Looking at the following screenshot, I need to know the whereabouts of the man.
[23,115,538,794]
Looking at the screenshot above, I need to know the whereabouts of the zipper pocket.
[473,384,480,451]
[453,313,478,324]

--------

## [GIVEN TASK]
Rewrite all the rows above with "whereabouts" changed to "location" everywhere it occurs, leaving everything else as it is.

## [RIGHT ANSWER]
Looking at the following screenshot, I need to know the location of the man.
[23,115,538,794]
Looking at the screenshot above, I need to know the location of the zipper pocket.
[473,384,480,451]
[453,313,478,324]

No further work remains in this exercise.